**AIM OF THE TASK**
List every line in the entries below that contains the word "found", copying each line in full.

**RECORDS SHOWN**
● ● ● ●
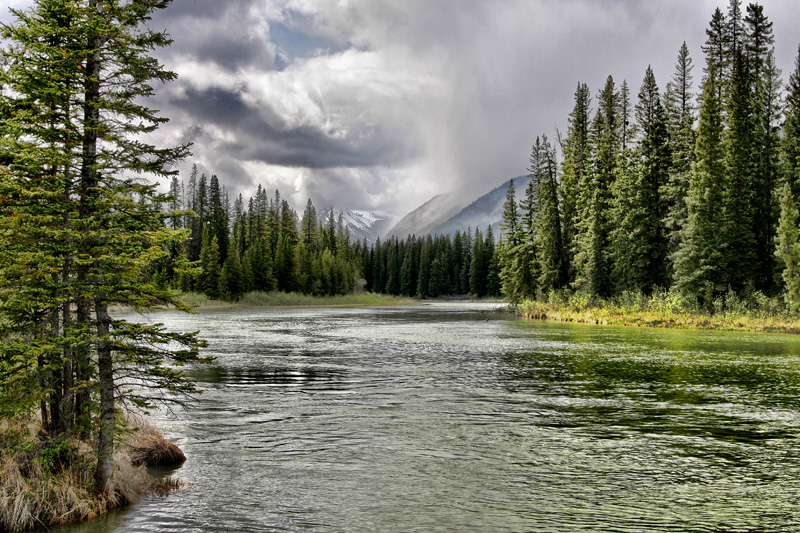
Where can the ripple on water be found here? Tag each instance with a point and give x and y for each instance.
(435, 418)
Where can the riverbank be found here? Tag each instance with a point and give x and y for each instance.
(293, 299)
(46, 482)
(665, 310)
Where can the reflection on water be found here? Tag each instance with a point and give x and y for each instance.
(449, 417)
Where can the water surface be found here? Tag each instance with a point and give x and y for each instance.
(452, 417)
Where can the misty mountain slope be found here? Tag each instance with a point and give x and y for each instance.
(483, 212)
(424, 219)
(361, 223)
● ● ● ●
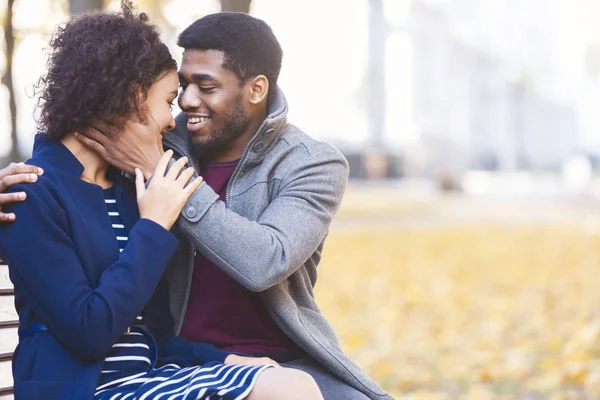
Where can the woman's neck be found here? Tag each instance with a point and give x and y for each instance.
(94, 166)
● ● ● ●
**EXPECTED ANSWER**
Where can the ripple on water be found here? Tag each instance with a point and give x and y for each instance.
Where can the riverbank be found here? Tag each instance with a point and give x and y for each instance.
Where can the reflection on water be found here? Tag each instance with a point and give x and y for each instance.
Where can the water surface be found here? Tag each instance with a point and give x and y for each instance.
Where can the misty mountain slope be found here? Tag each instance with a point and give x and y for each instance.
Where can the woman's neck be found here? Tag each instance with a point and give x and y for each instance.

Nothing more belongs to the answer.